• [DESCRIPTION OF THE TASK] Exactly reproduce the line that contains "Kindly put a point on every instance of the green foliage" and all lines after it in the entries below, through the very last line.

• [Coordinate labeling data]
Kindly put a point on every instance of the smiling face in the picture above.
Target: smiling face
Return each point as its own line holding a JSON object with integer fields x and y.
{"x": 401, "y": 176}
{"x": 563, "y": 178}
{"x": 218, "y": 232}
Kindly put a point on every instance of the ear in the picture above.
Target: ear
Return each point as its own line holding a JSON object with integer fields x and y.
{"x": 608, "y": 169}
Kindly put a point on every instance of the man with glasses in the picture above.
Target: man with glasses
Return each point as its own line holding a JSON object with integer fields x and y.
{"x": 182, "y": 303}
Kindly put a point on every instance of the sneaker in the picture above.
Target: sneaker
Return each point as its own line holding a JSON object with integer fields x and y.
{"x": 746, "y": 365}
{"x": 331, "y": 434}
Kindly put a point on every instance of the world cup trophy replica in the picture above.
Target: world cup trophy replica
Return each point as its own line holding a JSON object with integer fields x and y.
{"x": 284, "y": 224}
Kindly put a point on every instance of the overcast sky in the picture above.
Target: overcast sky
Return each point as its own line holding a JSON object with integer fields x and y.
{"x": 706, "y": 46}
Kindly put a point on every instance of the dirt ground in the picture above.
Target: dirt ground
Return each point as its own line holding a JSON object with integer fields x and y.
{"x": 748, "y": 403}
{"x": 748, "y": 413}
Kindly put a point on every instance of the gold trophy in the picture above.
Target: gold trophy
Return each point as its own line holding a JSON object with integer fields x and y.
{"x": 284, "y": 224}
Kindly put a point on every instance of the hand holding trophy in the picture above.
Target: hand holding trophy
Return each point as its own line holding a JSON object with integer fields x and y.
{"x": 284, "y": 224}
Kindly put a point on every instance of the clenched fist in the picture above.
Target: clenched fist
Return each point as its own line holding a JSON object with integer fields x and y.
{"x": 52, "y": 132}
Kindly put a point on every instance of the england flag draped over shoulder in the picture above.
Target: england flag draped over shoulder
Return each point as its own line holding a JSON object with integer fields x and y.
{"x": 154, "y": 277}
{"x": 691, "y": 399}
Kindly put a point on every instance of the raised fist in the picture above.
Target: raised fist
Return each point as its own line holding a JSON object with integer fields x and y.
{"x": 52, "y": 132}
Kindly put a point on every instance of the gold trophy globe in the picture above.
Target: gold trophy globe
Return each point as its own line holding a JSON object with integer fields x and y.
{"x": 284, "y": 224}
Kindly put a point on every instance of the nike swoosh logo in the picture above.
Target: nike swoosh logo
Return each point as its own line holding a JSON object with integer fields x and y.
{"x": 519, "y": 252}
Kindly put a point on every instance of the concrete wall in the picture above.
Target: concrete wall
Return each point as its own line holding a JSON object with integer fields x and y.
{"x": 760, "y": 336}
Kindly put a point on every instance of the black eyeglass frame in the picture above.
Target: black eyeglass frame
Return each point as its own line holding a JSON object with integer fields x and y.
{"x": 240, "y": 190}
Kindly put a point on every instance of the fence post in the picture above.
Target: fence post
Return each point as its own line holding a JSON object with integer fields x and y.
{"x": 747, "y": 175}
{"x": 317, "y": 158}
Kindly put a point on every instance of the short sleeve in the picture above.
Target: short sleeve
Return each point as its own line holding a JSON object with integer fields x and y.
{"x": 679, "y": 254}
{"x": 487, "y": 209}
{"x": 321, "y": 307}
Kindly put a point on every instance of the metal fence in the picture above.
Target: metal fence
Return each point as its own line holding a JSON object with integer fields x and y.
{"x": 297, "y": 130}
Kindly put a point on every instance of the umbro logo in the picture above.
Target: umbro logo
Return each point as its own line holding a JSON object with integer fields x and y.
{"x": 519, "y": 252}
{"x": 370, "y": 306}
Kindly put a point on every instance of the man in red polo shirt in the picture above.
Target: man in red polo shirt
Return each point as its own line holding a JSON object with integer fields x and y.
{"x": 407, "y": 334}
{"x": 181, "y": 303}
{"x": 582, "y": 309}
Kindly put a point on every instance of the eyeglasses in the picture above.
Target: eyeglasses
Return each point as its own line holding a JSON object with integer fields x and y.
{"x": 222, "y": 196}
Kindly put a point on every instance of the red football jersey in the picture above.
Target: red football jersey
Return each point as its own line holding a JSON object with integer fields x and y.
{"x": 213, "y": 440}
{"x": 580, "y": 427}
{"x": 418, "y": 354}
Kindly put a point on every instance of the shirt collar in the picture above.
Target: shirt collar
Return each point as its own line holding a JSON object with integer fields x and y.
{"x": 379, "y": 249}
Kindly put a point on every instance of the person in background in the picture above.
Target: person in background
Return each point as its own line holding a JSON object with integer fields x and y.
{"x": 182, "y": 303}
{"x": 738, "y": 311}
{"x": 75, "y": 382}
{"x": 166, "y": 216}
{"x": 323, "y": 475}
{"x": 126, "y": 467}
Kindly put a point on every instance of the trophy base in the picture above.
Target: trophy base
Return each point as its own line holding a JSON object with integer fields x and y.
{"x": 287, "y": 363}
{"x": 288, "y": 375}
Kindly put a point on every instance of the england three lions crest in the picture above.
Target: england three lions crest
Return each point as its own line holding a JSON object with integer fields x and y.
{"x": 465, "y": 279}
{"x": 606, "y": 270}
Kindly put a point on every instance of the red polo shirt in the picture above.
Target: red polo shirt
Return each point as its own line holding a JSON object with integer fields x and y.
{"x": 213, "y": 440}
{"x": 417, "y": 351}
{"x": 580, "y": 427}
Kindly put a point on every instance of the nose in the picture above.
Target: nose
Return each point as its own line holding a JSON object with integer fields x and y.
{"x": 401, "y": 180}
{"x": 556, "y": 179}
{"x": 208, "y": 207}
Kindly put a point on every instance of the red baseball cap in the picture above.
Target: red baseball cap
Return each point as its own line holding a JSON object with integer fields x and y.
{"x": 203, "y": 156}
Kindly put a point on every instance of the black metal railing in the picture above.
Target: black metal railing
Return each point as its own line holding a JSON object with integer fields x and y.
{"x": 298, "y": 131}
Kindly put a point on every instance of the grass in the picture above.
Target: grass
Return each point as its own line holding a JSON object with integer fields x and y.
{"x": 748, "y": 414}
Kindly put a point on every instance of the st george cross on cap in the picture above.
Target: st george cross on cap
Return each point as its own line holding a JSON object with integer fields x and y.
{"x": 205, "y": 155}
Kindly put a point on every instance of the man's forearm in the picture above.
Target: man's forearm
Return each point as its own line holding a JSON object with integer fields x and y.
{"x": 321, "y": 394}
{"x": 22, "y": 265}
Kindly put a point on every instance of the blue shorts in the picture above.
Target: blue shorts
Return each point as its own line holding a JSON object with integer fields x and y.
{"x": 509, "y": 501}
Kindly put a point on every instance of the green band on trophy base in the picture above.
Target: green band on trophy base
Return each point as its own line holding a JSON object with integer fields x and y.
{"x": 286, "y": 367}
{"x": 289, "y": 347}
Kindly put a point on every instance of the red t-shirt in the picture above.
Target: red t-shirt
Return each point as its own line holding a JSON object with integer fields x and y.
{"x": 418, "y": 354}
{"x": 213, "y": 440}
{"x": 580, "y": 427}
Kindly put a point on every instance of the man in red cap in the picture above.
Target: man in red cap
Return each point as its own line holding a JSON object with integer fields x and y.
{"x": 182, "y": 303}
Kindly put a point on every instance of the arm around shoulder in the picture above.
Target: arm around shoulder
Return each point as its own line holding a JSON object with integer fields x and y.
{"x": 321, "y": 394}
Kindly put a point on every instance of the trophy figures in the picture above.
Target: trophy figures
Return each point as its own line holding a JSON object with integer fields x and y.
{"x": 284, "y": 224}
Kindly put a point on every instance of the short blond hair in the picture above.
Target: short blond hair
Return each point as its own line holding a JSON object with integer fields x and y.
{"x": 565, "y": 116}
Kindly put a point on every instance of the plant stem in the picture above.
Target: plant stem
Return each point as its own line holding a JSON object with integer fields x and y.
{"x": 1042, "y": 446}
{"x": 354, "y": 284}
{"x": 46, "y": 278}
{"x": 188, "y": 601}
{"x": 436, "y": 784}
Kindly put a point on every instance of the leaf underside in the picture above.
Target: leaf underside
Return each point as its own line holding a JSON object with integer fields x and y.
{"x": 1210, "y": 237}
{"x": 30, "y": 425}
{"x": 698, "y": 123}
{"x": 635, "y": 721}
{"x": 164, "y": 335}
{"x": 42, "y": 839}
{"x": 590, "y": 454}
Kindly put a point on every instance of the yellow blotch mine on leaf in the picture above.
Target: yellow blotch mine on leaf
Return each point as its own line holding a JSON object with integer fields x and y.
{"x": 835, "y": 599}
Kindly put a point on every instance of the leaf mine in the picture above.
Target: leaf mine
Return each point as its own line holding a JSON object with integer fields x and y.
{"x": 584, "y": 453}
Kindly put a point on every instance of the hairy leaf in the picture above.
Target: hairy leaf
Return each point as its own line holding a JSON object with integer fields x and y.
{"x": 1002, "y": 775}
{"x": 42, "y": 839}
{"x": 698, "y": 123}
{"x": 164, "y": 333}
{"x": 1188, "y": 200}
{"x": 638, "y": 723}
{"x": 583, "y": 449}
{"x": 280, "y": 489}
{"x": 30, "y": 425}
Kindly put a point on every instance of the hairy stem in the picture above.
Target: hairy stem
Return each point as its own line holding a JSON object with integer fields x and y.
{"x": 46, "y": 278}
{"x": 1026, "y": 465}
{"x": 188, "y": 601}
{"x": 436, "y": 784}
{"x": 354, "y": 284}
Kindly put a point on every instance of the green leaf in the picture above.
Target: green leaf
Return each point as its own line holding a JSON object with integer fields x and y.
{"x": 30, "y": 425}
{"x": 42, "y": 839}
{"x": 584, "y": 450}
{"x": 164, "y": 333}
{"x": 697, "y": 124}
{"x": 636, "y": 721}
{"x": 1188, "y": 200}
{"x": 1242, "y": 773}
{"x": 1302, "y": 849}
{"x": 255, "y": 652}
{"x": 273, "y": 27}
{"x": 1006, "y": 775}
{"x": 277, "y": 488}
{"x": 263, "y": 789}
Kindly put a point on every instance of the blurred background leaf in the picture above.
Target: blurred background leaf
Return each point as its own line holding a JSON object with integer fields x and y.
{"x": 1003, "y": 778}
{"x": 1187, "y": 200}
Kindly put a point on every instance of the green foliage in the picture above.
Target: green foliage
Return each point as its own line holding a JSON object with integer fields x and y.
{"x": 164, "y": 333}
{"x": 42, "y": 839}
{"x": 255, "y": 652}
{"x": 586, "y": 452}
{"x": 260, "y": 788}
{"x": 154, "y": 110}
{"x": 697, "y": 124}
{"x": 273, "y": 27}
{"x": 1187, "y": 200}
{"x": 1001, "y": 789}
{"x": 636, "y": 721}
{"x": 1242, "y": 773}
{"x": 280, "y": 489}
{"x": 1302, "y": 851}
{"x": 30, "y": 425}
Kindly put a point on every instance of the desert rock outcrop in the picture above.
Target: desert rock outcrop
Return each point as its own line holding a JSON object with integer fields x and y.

• [TASK ANSWER]
Kindly put a point on every instance of the green foliage in the picture above.
Target: green foliage
Return each point as its own line holding a JSON object with integer fields x and y.
{"x": 164, "y": 333}
{"x": 42, "y": 839}
{"x": 255, "y": 652}
{"x": 586, "y": 452}
{"x": 260, "y": 788}
{"x": 154, "y": 110}
{"x": 697, "y": 124}
{"x": 273, "y": 27}
{"x": 1187, "y": 200}
{"x": 1001, "y": 789}
{"x": 636, "y": 721}
{"x": 1242, "y": 773}
{"x": 280, "y": 489}
{"x": 1302, "y": 851}
{"x": 30, "y": 425}
Kindly put a point on every instance of the desert rock outcrop in the picture above.
Target: desert rock outcrop
Return each point as its own line holding a JSON object with integer fields x and y.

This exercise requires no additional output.